===== ENTRIES SUPPLIED

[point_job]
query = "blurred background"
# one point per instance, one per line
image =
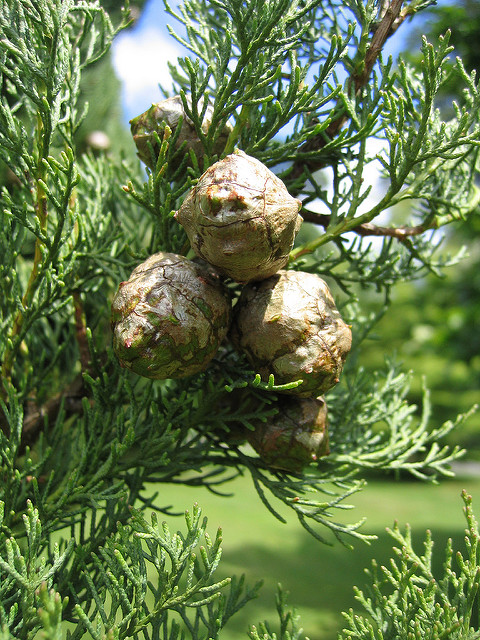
(432, 327)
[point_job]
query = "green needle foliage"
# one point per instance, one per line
(82, 441)
(407, 601)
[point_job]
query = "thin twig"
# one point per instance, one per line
(392, 18)
(369, 229)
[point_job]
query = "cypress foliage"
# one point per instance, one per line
(305, 89)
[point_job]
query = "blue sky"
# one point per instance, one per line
(141, 55)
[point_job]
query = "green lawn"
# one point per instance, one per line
(320, 578)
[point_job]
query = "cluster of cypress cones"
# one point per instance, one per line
(171, 316)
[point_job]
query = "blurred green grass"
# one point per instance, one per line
(320, 578)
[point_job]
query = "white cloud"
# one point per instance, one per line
(140, 59)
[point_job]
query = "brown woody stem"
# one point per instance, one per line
(367, 228)
(392, 17)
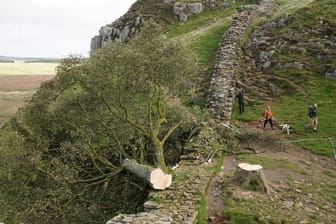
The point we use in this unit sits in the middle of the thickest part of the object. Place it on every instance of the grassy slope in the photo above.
(311, 85)
(27, 68)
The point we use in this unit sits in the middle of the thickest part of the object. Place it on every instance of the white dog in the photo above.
(286, 128)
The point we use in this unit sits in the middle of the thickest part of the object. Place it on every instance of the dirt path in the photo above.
(295, 177)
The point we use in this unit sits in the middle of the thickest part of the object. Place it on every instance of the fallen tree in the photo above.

==========

Take every line above where "cypress" appears and copy it.

query = "cypress foliage"
query = "cluster of cypress cones"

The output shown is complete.